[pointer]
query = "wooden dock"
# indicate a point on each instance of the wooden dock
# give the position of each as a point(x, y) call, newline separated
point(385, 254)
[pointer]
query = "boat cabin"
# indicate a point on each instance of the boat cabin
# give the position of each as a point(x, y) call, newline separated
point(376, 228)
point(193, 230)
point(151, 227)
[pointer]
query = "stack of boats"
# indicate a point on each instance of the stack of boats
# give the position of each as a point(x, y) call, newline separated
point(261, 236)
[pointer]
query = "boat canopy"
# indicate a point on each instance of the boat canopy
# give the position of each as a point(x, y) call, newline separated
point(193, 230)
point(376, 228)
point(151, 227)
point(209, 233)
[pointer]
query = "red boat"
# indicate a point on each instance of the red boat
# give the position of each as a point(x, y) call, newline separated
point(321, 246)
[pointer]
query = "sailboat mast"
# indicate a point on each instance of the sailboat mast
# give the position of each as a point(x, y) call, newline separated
...
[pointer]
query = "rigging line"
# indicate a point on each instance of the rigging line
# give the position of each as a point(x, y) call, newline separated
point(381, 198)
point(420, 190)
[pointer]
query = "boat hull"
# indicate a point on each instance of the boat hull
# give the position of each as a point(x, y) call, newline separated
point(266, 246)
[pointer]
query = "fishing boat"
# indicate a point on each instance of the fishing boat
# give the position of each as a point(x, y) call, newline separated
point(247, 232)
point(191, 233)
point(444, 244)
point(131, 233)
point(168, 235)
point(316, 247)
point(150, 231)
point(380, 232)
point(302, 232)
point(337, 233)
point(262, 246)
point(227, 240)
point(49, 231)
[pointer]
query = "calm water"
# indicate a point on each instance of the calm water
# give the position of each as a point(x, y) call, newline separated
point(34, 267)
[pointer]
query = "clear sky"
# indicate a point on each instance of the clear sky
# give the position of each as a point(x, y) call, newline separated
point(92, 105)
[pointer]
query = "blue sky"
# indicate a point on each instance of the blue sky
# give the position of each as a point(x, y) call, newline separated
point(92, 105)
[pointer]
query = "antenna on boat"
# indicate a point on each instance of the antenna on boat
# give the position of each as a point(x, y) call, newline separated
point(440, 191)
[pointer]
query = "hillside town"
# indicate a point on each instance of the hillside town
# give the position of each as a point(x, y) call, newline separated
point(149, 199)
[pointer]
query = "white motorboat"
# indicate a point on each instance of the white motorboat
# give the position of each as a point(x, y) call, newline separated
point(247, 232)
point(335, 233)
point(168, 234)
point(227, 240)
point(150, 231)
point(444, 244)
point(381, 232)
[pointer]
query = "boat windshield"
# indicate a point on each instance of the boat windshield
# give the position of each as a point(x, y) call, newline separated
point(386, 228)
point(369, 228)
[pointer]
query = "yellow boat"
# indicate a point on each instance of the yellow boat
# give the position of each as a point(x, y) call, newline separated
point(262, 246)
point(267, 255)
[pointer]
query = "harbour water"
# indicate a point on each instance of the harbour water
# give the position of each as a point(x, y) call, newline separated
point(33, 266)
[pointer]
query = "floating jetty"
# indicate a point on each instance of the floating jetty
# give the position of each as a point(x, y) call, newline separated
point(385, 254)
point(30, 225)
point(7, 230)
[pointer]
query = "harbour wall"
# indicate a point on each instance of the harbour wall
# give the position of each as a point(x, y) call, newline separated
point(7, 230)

=== Exercise ===
Gather each line of the listing that holds the string "jetty".

=== Response to this exercise ===
query = "floating jetty"
# indicate a point on each instance of the floating jetty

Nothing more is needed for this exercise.